Zonder bijkomend overheidsingrijpen is de verwachting dat het binnenlands aardgasverbruik slechts geleidelijk zal afnemen. De Klimaat- en energieverkenning 2022 gaat uit van een daling van 12% tussen 2000 en 2020 en met nog eens 36% tussen 2020 en 2030. De grootste daling van het gasverbruik doet zich voor in de elektriciteitssector, gevolgd door de gebouwde omgeving. Om aan die binnenlandse vraag te blijven voldoen zal meer en meer gas geïmporteerd moeten worden.
Onderstaande figuur geeft de Nederlandse aardgasbalans weer sinds 1960, inclusief een doorkijk naar 2040 op basis van de laatste Klimaat- en Energieverkenning (KEV2022).
De afbouw van de winning uit Groningen en de huidige geopolitieke crisis heeft de aandacht gevestigd op de rol van gasopslag in de Nederlandse en Europese gashuishouding. Het gebruik van ondergrondse reservoirs als tijdelijke opslag voor gas is niet nieuw; al sinds het einde van de jaren’90 vindt er gasopslag plaats. In Nederland kennen we twee soorten gas: hoogcalorisch gas voor gebruik in elektriciteitscentrales en als brandstof en grondstof voor de industrie, en laagcalorisch gas, ook wel Groningenkwaliteit gas genoemd, voor gebruik in huishoudens, kleine industrie en de glastuinbouw. Voor beide soorten gas kent Nederland opslaglocaties. De Nederlandse ondergrondse opslagcapaciteit bedraagt ruim 14 miljard Nm3 waarvan tweederde voor laagcalorisch gas is. In Europa betreft het, op een paar uitzonderingen in Duitsland en België, ondergrondse opslagen voor hoogcalorisch aardgas.
De vulgraad van opslagen, die weergeeft hoeveel gas opgeslagen is voor later gebruik, kent een min of meer regelmatig jaarpatroon: in het late voorjaar en in de zomer worden de opslagen bijgevuld omdat de gasvraag dan laag is. Bij het begin van het stookseizoen, rond september-oktober van elk jaar, begint men extra gas uit de opslagen te halen om aan de vraag te voldoen. Aan het einde van de winterperiode (rond maart) bereiken de vulgraden hun laagste punt.
Gasopslagcapaciteit Nederland (14 miljard Nm3)

### Gegeven materiaal
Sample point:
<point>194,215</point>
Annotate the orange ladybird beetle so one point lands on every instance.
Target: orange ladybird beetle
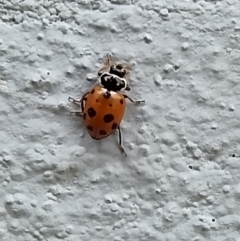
<point>103,107</point>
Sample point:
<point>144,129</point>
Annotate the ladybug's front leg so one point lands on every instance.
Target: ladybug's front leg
<point>120,141</point>
<point>76,112</point>
<point>78,102</point>
<point>134,101</point>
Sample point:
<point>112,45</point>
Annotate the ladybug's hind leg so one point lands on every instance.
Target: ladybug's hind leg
<point>120,141</point>
<point>134,101</point>
<point>76,112</point>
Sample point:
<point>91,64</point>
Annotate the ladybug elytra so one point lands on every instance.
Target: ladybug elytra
<point>103,106</point>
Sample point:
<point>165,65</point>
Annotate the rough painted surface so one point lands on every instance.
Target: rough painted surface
<point>181,179</point>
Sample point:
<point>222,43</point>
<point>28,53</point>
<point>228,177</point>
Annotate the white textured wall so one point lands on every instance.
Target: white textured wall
<point>180,181</point>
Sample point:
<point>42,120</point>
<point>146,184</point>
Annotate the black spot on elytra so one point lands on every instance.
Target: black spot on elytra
<point>91,112</point>
<point>108,118</point>
<point>90,128</point>
<point>114,126</point>
<point>102,132</point>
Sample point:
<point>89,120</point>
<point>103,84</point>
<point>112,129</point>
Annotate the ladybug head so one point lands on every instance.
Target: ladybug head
<point>112,82</point>
<point>118,69</point>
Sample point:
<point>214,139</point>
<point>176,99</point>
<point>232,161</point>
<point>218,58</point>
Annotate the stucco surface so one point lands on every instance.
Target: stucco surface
<point>181,179</point>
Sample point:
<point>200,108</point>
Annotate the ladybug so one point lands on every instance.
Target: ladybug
<point>103,106</point>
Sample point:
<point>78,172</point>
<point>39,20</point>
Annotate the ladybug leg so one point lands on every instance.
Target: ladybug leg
<point>120,141</point>
<point>76,112</point>
<point>74,101</point>
<point>134,101</point>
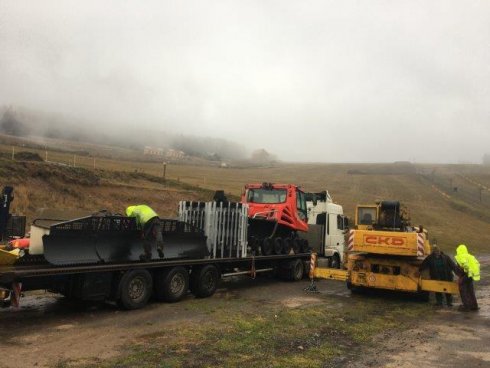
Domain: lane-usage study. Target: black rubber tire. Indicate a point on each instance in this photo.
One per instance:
(291, 270)
(297, 246)
(305, 246)
(278, 245)
(297, 270)
(423, 296)
(287, 246)
(172, 284)
(135, 288)
(266, 247)
(335, 261)
(204, 281)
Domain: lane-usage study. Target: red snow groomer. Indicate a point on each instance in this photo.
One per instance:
(277, 212)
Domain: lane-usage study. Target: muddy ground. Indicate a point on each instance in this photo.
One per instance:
(49, 331)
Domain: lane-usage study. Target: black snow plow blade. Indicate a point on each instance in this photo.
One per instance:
(116, 239)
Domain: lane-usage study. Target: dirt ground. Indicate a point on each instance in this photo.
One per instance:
(49, 331)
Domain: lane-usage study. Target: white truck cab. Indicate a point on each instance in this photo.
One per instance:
(327, 228)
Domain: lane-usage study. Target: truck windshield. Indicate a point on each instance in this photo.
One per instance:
(367, 215)
(266, 195)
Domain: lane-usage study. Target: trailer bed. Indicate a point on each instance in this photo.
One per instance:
(14, 273)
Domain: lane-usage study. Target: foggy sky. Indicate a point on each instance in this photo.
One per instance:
(330, 81)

### Wat te doen
Schrijf het deel van de tekst over aardgas letterlijk over, te beginnen bij "Zonder bijkomend overheidsingrijpen" en doorlopend tot en met "en Energieverkenning (KEV2022).".

### Antwoord
Zonder bijkomend overheidsingrijpen is de verwachting dat het binnenlands aardgasverbruik slechts geleidelijk zal afnemen. De Klimaat- en energieverkenning 2022 gaat uit van een daling van 12% tussen 2000 en 2020 en met nog eens 36% tussen 2020 en 2030. De grootste daling van het gasverbruik doet zich voor in de elektriciteitssector, gevolgd door de gebouwde omgeving. Om aan die binnenlandse vraag te blijven voldoen zal meer en meer gas geïmporteerd moeten worden.
Onderstaande figuur geeft de Nederlandse aardgasbalans weer sinds 1960, inclusief een doorkijk naar 2040 op basis van de laatste Klimaat- en Energieverkenning (KEV2022).